EXERCISE MATERIAL:
◆ ◆ ◆ ◆
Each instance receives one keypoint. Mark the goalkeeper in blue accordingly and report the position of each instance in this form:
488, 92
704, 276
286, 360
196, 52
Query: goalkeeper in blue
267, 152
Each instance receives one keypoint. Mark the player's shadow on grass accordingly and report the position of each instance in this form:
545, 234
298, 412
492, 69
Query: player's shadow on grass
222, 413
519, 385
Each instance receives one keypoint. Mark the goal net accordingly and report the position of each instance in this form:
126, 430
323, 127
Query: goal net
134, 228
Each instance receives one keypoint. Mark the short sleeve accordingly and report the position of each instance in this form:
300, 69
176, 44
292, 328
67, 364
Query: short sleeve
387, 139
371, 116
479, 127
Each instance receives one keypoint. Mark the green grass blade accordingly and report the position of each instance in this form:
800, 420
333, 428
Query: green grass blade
◆ ◆ ◆ ◆
DIRECTIONS: Print every record above line by line, with no changes to any wording, number, or punctuation.

COMPLETE ANSWER:
Each instance receives one keypoint. Mark the goalkeeper in blue accordingly and report the position of each instance in this form:
488, 92
704, 276
286, 360
196, 52
Query: goalkeeper in blue
267, 152
Each instance receives one keypoint. Mark the player's shadow on grass accordingly and report the position of each instance in this form:
545, 234
298, 412
492, 69
Query: player's shadow on grass
222, 413
519, 385
Each instance receives one keypoint. Mark the goal net accordingly and report the position of each instance in this form:
126, 430
323, 127
Query: goal net
134, 228
Each instance receives one keypoint. Mark the short sleeve accordingly and report the position of each instance in this form:
300, 69
176, 44
292, 328
67, 364
Query: short sleeve
387, 139
371, 116
479, 127
Each instance receives one keypoint. Mark the green grass blade accordingly and report the position of each instance in this form:
800, 420
333, 428
Query: green grass blade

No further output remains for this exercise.